What to do: Could you reproduce all of the records exactly?

Saved entries:
::::::

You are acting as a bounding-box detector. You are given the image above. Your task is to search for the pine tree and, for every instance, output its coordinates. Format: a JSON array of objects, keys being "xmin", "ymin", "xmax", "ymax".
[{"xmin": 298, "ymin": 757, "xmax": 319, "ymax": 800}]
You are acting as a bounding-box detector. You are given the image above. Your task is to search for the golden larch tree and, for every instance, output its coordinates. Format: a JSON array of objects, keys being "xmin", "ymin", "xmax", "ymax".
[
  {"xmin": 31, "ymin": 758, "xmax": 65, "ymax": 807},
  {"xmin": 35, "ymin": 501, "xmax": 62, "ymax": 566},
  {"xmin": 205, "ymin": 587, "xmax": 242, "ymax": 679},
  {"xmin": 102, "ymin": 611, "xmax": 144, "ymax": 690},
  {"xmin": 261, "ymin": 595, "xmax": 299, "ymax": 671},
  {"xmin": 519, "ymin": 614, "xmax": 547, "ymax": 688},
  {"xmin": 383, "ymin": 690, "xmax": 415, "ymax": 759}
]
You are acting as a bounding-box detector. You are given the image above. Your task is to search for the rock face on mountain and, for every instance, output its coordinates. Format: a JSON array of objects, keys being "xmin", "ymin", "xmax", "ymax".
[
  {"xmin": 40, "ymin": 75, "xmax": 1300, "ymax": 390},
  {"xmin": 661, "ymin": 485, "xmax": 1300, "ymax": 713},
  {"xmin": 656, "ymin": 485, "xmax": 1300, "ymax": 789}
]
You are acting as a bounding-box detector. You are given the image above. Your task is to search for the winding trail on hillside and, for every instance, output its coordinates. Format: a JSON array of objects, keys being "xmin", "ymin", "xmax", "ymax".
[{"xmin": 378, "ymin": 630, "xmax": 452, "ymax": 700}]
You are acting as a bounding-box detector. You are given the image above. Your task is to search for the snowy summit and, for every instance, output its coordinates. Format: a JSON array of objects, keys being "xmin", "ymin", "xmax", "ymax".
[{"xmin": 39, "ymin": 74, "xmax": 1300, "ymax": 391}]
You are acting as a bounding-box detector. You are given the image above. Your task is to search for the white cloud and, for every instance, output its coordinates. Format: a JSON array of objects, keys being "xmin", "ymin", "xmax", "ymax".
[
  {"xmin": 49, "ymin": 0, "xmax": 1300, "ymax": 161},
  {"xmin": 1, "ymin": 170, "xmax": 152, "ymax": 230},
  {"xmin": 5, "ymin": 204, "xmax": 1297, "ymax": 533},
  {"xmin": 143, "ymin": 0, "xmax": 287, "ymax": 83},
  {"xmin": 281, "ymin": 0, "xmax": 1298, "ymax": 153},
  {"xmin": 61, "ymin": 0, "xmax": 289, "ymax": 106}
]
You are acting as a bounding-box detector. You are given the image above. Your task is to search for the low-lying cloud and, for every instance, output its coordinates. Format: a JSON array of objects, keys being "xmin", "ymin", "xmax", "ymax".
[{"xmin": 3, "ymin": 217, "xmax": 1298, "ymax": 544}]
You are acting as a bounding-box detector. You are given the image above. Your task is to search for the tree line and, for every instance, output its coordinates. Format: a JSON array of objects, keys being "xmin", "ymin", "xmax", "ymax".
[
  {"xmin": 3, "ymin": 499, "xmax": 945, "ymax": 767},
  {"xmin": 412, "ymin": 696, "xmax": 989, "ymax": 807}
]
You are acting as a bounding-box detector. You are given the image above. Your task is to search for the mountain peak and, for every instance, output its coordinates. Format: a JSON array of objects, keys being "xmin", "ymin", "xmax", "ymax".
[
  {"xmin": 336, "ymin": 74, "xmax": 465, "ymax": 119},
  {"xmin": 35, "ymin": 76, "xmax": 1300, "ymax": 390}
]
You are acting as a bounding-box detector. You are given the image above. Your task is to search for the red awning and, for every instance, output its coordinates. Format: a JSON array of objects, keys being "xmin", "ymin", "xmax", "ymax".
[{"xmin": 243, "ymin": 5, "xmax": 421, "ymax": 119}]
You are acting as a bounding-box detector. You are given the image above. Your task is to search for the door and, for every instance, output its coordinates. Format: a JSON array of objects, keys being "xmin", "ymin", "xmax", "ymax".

::::::

Task solution:
You are acting as a bounding-box detector. You are given the image above. Your task is to search for the pine tree and, for every instance, output its coordinates. Format: a JSON array of objects, keys being "xmin", "ymin", "xmax", "ymax".
[{"xmin": 298, "ymin": 757, "xmax": 319, "ymax": 800}]
You are acting as a bounding-box detector. You are given the image above. Your task is to search for the golden larch tree and, for every instance, output its coordinates. Format: a JSON array of objects, keys being "xmin", "ymin", "xmax", "ymax".
[
  {"xmin": 31, "ymin": 758, "xmax": 65, "ymax": 807},
  {"xmin": 35, "ymin": 501, "xmax": 62, "ymax": 566},
  {"xmin": 205, "ymin": 587, "xmax": 242, "ymax": 679},
  {"xmin": 102, "ymin": 611, "xmax": 144, "ymax": 690},
  {"xmin": 261, "ymin": 595, "xmax": 299, "ymax": 671},
  {"xmin": 519, "ymin": 614, "xmax": 547, "ymax": 688},
  {"xmin": 383, "ymin": 690, "xmax": 415, "ymax": 759}
]
You are acting as a bounding-box detector. You are given the image above. Your task is to search for the rock face on mountain and, for every instance, output its coordinates. Format: a JSON array of objects, keys being "xmin", "ymin", "xmax", "ymax".
[
  {"xmin": 40, "ymin": 75, "xmax": 1300, "ymax": 390},
  {"xmin": 661, "ymin": 485, "xmax": 1300, "ymax": 713},
  {"xmin": 656, "ymin": 485, "xmax": 1300, "ymax": 789}
]
You are acting as a bounding-box detector. You are given the image above. Your task is to search for the winding trail on hillside and, for every instance, output its coordinates. Format: a JSON array of objects, keys being "xmin", "ymin", "xmax", "ymax".
[{"xmin": 378, "ymin": 630, "xmax": 452, "ymax": 700}]
You are acting as a bounding-box detector. You are given the image above. Your task is to search for the snowy summit and, for every instance, output its coordinates. Format: a JSON array of objects, keys being "xmin", "ymin", "xmax", "ymax".
[{"xmin": 39, "ymin": 74, "xmax": 1300, "ymax": 391}]
You are acting as a bounding-box detector. You are given the image above. Your task is to search for the white cloud and, for every instance, output its coordinates. Format: a JSON array of objects, keys being "xmin", "ymin", "xmax", "ymax".
[
  {"xmin": 49, "ymin": 0, "xmax": 1300, "ymax": 161},
  {"xmin": 1, "ymin": 170, "xmax": 152, "ymax": 230},
  {"xmin": 5, "ymin": 204, "xmax": 1297, "ymax": 533},
  {"xmin": 143, "ymin": 0, "xmax": 287, "ymax": 83},
  {"xmin": 281, "ymin": 0, "xmax": 1298, "ymax": 153},
  {"xmin": 61, "ymin": 0, "xmax": 289, "ymax": 106}
]
You are acting as a bounding-box detector. You are given the image above. Your task is to search for the low-lying cloud and, for every instance, output its coordinates. Format: a JSON array of objects, keys being "xmin", "ymin", "xmax", "ymax".
[{"xmin": 3, "ymin": 217, "xmax": 1298, "ymax": 544}]
You are acting as a bounding-box detector. You are given the image above. Your task is to search for the tree line and, for every instance, output its coordinates. Format: a JSON array of objects, keys being "xmin", "ymin", "xmax", "ymax".
[
  {"xmin": 3, "ymin": 499, "xmax": 945, "ymax": 767},
  {"xmin": 412, "ymin": 696, "xmax": 989, "ymax": 807}
]
You are acting as a bounding-box detector. You are given the image above. Your task is to search for the mountain peak and, for every instance, output its coordinates. Format: a JSON array of objects, keys being "xmin", "ymin", "xmax", "ymax".
[
  {"xmin": 336, "ymin": 74, "xmax": 465, "ymax": 119},
  {"xmin": 35, "ymin": 76, "xmax": 1300, "ymax": 390}
]
You are acting as a bounding-box detector. You are given the image above. Your task is to search for the red awning and, for every instance, output its coordinates. Format: a JSON array of objects, keys being "xmin", "ymin", "xmax", "ymax".
[{"xmin": 243, "ymin": 5, "xmax": 421, "ymax": 119}]
You are acting as a bounding-box detector. You are given the image above. Your task is to search for the door and, for every instance, output its coordinates. Format: a JSON array of objects, keys being "xmin", "ymin", "xmax", "ymax".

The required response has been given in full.